WHAT TO WORK ON> Report every line in the items below that contains the string "patterned".

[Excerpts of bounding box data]
┌────────
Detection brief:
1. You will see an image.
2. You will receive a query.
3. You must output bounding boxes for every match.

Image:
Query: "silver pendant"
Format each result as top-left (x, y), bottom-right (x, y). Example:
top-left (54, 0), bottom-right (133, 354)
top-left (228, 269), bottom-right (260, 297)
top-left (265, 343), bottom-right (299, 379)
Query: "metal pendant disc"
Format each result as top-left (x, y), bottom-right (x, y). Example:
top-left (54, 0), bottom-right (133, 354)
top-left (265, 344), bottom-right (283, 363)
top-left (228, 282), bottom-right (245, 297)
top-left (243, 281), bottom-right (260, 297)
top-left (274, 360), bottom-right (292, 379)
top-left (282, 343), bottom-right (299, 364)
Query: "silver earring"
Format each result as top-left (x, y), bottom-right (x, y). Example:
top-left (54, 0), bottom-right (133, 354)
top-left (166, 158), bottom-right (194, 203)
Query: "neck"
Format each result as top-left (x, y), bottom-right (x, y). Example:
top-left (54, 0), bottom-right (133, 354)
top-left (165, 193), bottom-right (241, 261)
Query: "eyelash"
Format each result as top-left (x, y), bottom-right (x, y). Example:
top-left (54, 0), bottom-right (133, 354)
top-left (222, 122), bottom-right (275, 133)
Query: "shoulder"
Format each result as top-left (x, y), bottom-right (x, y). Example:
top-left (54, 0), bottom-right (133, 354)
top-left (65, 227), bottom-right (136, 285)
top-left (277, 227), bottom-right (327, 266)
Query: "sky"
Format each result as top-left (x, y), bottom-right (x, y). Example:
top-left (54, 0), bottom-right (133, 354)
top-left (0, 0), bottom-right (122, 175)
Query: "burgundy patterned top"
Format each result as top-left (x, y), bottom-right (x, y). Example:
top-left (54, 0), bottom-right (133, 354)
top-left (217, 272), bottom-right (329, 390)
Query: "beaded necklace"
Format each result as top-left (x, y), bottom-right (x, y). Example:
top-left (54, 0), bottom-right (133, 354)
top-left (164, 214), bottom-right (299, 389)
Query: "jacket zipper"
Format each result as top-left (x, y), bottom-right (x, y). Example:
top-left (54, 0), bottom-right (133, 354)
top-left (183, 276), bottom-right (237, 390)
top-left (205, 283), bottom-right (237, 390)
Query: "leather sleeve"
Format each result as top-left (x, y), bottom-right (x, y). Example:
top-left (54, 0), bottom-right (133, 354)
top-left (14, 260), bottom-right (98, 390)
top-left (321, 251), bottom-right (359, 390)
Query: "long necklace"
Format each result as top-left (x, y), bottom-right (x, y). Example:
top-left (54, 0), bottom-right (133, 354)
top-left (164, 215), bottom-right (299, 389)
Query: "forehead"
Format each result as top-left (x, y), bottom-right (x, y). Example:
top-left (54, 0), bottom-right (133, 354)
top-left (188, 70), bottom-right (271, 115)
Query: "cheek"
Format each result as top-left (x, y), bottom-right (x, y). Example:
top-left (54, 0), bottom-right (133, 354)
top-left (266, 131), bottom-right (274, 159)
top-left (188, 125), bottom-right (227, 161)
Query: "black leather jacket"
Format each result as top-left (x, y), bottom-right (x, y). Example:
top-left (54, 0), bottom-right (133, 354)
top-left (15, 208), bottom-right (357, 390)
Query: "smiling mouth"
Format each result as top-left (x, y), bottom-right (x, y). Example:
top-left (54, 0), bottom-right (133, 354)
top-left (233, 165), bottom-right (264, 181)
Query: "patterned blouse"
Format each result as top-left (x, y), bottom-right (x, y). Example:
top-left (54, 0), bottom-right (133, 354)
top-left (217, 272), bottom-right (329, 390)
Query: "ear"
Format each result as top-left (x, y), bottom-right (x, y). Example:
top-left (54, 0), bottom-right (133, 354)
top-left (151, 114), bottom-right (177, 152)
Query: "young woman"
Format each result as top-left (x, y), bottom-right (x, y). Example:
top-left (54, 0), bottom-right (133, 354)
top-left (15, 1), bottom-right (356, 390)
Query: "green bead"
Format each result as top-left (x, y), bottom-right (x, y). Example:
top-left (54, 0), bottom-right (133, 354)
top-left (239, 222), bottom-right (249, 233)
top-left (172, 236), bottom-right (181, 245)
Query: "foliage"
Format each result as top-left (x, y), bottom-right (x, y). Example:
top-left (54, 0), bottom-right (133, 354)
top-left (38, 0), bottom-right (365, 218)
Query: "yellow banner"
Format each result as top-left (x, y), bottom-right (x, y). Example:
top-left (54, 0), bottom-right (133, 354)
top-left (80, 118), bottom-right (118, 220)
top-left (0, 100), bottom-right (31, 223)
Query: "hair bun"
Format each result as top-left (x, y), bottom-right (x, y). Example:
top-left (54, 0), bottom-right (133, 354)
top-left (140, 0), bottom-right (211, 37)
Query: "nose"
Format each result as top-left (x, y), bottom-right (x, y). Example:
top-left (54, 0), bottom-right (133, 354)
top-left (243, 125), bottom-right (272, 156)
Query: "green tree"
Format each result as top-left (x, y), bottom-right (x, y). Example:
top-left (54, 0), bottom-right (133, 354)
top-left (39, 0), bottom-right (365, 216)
└────────
RIGHT ANSWER>
Query: "burgundy patterned top"
Query: "patterned blouse"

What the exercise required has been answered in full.